Given problem: Begin at the line that has "Teacher note: have the class pick out the dead" and stop at the end of the records. Write out every line in that stretch again, wording included, and shift each coordinate by adding 33 to both of its numbers, leaving the pictures out.

Provided information:
'''
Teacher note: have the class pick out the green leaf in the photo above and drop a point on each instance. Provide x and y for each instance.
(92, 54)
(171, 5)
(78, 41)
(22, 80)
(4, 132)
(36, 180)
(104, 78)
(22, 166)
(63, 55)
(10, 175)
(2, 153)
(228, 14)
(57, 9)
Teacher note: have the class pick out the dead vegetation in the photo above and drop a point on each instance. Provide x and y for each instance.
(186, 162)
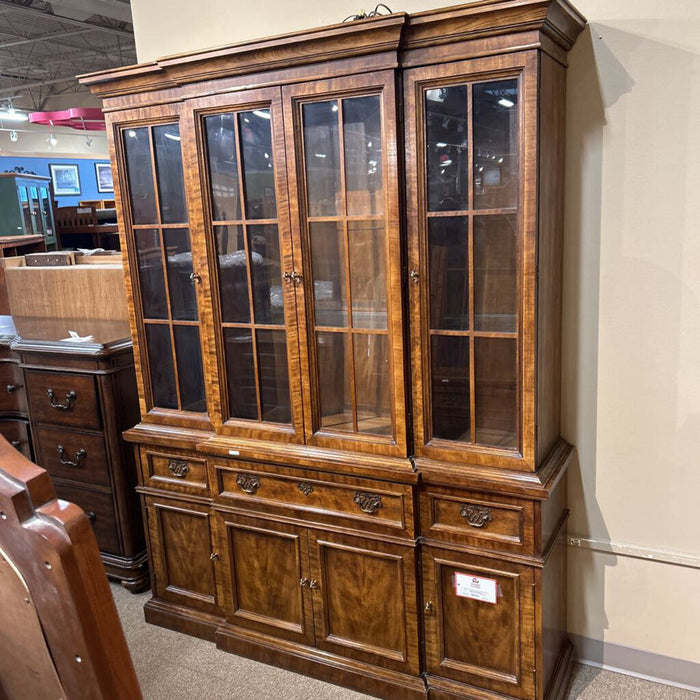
'''
Completed task:
Teacher note: have the class pick out the dead vegetation in the photo above and drop a point on each instance. Provide x and y for each instance.
(219, 195)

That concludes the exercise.